▶ [Texte de la page]:
* * * *
S'il a tourné le dos à la rhétorique des sanctions de Donald Trump, le président américain Joe Biden n'apaise pas la tension avec la Chine. (Source : VOANEWS)
S'il a tourné le dos à la rhétorique des sanctions de Donald Trump, le président américain Joe Biden n'apaise pas la tension avec la Chine. (Source : VOANEWS)
Les dernières déclarations du président américain Joe Biden, à l’occasion de son premier discours de politique étrangère, ne laissent plus de place au doute. L’affrontement entre la Chine et les États-Unis enclenché par son prédécesseur Donald Trump est parti pour durer très longtemps, avec Taïwan parmi les contentieux les plus explosifs.
Le 26 février dernier, le locataire de la Maison Blanche a donné le ton des futures relations sino-américaines. L’Union européenne et les États-Unis, a déclaré Joe Biden, doivent se préparer à une « compétition stratégique de longue haleine » avec la Chine. Elle sera « intense », a-t-il même insisté, soulignant que les Américains et leurs alliés devront « tenir bon » pour défendre la démocratie face à un autoritarisme qui gagne du terrain à travers le globe.
« Il nous faut nous dresser contre les abus et la contrainte du gouvernement chinois qui sabotent les fondements du système économique mondial », a affirmé le président dans des propos largement ignorés par les médias européens, ajoutant que Washington « s’opposera à ceux qui monopolisent et banalisent la répression ». Le ton de la rivalité entre les deux plus grandes puissances du monde est donné.
* * * *
▶ [Données fournies]:
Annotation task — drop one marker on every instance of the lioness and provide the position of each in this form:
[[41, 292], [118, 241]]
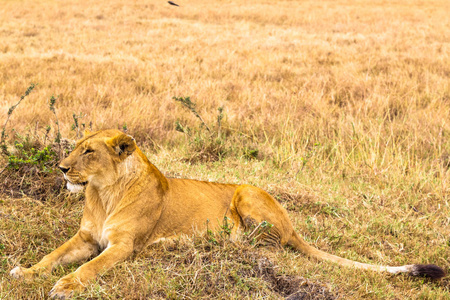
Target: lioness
[[130, 204]]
* * * *
▶ [Exercice proposé A]: Résumez sous forme de liste le paragraphe de l'article sur les relations sino-américaines qui commence par « Le 26 février dernier », en gardant ses faits principaux.
▶ [Exercice proposé B]: Modifiez un passage de l'article sur les relations sino-américaines en remplaçant « le locataire de la Maison Blanche » par « le président américain ». Recopiez ce passage, qui commence aux mots « Le 26 février » et s'arrête après « travers le globe. ».
▶ [Exercice proposé C]: Poursuivez l'article sur les relations sino-américaines après sa dernière phrase.
La liste n'a aucun rôle dans ces exercices.

▶ [Réponse rédigée A]:
- Le 26 février, Joe Biden a donné le ton des futures relations sino-américaines.
- Selon lui, l'Union européenne et les États-Unis doivent se préparer à une « compétition stratégique de longue haleine » avec la Chine.
- Il a ajouté que cette compétition sera « intense ».
- Les Américains et leurs alliés devront « tenir bon » pour défendre la démocratie face à un autoritarisme qui gagne du terrain dans le monde.

▶ [Réponse rédigée B]:
Le 26 février dernier, le président américain a donné le ton des futures relations sino-américaines. L’Union européenne et les États-Unis, a déclaré Joe Biden, doivent se préparer à une « compétition stratégique de longue haleine » avec la Chine. Elle sera « intense », a-t-il même insisté, soulignant que les Américains et leurs alliés devront « tenir bon » pour défendre la démocratie face à un autoritarisme qui gagne du terrain à travers le globe.

▶ [Réponse rédigée C]:
Les espoirs manifestés par Xi Jinping d’un retour à des relations apaisées entre son pays et les États-Unis avec l’arrivée au pouvoir de Joe Biden en seront douchés pour de bon. Juste avant le discours de ce dernier, Michael McCaul, sénateur républicain et chef de la Commission des Affaires étrangères du Sénat, a invité le président américain à adopter « des actes courageux et significatifs » face à la Chine : « Les réprimandes et le dialogue sévère ne sont plus suffisants. »
Comme pour enfoncer le clou, le secrétaire d’État américain Anthony Blinken a déclaré ce mercredi 3 mars que les relations de Washington avec Pékin représentaient la priorité de la politique étrangère du président Biden et que la Chine constituait « le plus grand test géopolitique » de ce siècle.

Le « tabou » de l’alliance sino-russe

Les ministres de la Défense des 30 pays membres de l’OTAN se sont réunis il y a deux semaines en conférence virtuelle, leur première réunion depuis l’arrivée de Joe Biden à la Maison Blanche. Au cœur de leurs discussions, leur approche commune face à la Chine et à la Russie. Le secrétaire général de l’OTAN Jens Stoltenberg en a profité pour souligner devant la presse le 15 février que les pays membres de l’Alliance devaient « adopter une approche plus globale » pour prendre en compte les nouveaux défis posés par les Chinois et les Russes.
C’est de Pékin qu’est venu un signal important sur ses intentions militaires. Le ministère chinois de la Défense a déclaré ce lundi 1er mars que la Chine n’avait pas l’intention de forger une alliance armée avec la Russie contre l’OTAN. « Les relations militaires sino-russes représentent une force importante dans le cadre de la coopération stratégique entre les deux pays, a expliqué le ministère. Les deux parties adhèrent au principe de non-alignement, de la non-confrontation et de leur volonté de ne pas prendre pour cible de pays tiers, ce qui diffère complètement de l’alliance militaire entre certains pays. »
Ces mots viennent clarifier les intentions de Pékin après des propos ambigus tenus en octobre à Moscou par Vladimir Poutine. L’homme fort du Kremlin avait affirmé « ne pas exclure » une alliance militaire entre son pays et la Chine. C’était là la première déclaration russe dans ce sens depuis que le pacte avec Pékin de l’après-guerre s’était effondré dans les années soixante, ouvrant la voie à une longue période de brouille et d’acrimonie entre la Chine et l’Union soviétique.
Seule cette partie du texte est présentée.